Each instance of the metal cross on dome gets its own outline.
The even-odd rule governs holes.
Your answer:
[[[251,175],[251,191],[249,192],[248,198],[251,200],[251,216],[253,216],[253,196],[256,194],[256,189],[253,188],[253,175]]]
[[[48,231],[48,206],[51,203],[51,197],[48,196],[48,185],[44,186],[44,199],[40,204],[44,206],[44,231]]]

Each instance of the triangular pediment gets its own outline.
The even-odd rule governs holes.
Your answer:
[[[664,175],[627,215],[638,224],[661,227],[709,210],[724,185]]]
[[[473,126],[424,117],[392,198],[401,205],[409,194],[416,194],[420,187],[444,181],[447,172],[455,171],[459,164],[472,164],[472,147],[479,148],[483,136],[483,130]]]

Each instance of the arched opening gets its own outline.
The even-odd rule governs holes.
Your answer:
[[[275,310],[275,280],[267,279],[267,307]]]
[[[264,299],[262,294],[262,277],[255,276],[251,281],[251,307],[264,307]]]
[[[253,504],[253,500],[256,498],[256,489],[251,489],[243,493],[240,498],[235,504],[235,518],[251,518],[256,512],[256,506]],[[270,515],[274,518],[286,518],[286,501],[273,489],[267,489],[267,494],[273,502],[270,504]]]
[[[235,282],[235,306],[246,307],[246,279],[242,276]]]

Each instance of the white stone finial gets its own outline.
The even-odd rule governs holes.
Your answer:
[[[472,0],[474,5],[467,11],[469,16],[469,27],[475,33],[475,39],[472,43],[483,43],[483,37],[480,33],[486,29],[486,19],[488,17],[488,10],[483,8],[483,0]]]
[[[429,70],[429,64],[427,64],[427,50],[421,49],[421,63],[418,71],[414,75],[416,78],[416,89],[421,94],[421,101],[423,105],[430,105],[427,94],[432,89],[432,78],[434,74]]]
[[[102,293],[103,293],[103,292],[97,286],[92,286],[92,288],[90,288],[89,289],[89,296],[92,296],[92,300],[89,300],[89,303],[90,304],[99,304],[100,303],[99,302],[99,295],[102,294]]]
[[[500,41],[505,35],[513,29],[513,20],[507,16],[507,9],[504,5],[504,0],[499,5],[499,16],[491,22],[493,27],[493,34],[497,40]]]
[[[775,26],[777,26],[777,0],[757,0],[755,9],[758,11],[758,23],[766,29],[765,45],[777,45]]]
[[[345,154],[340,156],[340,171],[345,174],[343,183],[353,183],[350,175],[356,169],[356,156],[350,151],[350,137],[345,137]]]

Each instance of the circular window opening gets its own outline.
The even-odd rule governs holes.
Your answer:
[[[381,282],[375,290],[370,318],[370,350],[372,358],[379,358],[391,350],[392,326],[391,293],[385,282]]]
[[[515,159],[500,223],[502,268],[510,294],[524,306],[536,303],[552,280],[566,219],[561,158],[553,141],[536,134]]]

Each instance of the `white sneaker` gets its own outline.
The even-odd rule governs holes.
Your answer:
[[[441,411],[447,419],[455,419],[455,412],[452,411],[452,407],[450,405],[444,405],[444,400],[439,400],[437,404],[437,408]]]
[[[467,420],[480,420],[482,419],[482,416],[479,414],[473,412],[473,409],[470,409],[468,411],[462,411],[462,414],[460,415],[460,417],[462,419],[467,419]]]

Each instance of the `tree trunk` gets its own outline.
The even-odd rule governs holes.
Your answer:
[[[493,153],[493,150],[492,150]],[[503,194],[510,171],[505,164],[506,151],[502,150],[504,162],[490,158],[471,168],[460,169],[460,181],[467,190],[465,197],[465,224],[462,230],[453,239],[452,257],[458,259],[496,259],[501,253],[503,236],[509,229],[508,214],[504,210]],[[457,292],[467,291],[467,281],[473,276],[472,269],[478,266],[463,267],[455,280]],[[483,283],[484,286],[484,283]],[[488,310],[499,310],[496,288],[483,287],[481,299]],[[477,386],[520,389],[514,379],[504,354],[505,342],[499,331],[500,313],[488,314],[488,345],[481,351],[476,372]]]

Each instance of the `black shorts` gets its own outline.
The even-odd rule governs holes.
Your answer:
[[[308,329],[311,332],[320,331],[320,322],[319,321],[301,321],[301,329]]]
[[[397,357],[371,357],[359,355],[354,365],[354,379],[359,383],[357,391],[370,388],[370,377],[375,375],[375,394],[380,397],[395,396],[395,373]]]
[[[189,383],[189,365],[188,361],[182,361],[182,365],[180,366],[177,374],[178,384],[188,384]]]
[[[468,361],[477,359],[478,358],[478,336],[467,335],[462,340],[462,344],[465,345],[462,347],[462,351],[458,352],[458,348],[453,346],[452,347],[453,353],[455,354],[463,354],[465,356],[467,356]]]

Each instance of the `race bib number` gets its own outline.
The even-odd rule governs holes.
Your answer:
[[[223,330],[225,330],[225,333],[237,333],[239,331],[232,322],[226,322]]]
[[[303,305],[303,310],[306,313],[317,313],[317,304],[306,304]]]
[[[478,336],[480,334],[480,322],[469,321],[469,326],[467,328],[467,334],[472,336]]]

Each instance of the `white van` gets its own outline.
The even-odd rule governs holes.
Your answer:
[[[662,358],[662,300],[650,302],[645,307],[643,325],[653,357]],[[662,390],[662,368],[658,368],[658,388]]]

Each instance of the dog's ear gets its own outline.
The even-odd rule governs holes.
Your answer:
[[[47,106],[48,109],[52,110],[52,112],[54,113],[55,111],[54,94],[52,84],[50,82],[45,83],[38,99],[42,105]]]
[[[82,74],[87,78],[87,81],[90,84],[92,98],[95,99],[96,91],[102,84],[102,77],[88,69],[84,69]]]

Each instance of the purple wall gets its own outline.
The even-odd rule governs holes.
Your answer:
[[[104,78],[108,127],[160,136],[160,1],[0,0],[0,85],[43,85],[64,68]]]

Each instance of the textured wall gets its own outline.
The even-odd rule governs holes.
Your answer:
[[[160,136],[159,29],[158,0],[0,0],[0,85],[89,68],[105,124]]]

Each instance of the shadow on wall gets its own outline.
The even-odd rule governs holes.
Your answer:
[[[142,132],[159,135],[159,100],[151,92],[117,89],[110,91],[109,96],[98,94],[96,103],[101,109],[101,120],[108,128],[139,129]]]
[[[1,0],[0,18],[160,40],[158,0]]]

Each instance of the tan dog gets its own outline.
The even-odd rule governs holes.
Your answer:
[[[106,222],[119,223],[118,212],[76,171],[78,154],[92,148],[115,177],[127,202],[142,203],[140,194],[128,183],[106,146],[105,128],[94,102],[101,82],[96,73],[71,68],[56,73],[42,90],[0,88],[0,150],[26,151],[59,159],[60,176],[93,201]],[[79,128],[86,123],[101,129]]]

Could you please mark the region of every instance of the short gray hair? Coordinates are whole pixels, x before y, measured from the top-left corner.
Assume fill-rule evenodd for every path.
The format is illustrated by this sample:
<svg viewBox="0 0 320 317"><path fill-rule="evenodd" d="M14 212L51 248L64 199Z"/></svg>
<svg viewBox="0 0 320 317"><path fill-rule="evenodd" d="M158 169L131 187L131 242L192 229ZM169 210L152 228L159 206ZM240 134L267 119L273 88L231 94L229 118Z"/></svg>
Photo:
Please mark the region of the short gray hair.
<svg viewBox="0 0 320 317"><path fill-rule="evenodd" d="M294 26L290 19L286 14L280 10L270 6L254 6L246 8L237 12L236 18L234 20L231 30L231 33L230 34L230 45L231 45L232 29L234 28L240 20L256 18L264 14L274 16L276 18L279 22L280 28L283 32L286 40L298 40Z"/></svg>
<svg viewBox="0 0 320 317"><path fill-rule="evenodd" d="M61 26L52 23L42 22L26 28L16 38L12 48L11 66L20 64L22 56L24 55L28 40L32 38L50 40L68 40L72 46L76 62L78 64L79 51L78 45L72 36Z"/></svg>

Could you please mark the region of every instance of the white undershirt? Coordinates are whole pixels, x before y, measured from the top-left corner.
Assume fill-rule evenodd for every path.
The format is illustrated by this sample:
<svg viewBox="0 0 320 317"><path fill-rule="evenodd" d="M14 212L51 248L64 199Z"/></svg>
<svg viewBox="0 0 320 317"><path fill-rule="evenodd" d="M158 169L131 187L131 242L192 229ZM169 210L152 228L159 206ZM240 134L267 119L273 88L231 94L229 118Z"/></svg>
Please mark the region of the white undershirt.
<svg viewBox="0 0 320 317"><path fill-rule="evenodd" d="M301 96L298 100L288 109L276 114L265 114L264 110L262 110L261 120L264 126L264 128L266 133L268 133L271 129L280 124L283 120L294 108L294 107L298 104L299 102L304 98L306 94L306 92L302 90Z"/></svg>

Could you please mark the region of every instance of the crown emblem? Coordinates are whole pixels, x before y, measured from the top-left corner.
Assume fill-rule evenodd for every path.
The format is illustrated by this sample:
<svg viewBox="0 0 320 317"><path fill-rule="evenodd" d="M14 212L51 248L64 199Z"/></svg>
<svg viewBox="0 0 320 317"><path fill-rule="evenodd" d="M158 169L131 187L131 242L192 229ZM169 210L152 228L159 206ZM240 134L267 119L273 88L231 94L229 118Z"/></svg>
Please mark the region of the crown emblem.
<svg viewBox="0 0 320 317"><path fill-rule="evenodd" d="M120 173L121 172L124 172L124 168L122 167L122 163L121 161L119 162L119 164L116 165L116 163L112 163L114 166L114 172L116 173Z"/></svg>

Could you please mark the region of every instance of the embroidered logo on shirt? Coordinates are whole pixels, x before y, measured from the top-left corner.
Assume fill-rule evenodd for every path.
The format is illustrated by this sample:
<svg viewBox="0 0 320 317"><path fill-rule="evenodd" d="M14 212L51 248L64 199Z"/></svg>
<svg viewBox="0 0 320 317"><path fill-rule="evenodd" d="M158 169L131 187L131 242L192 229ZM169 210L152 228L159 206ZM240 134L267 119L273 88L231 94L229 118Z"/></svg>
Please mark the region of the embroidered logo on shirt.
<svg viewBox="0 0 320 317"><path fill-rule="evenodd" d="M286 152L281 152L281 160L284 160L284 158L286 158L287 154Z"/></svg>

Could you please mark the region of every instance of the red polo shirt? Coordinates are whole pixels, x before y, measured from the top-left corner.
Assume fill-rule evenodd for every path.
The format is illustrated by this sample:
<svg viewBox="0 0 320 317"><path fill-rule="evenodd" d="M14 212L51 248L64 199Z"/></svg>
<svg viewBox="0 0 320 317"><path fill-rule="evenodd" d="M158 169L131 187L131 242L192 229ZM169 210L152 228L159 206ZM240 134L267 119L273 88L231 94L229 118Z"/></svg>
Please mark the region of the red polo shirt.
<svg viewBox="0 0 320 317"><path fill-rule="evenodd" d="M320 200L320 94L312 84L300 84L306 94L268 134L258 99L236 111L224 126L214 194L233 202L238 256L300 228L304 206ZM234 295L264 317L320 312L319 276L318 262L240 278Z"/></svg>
********
Remplacez "red polo shirt" par "blue polo shirt" dans tout le passage qui va de la ligne contenant "red polo shirt?" jusqu'à celle contenant "Please mark the region of the red polo shirt." incluse, puis recopiez ce passage sans rien modifier d'autre.

Could you please mark the region of every instance of the blue polo shirt? Coordinates are whole pixels, x before y, measured from the top-left corner.
Assume fill-rule evenodd for every path.
The format is illustrated by this sample:
<svg viewBox="0 0 320 317"><path fill-rule="evenodd" d="M14 212L51 248L64 199Z"/></svg>
<svg viewBox="0 0 320 317"><path fill-rule="evenodd" d="M158 169L131 187L131 242L192 229ZM169 210L152 228L159 206ZM240 134L267 119L273 88L231 94L229 118Z"/></svg>
Please mark the region of the blue polo shirt.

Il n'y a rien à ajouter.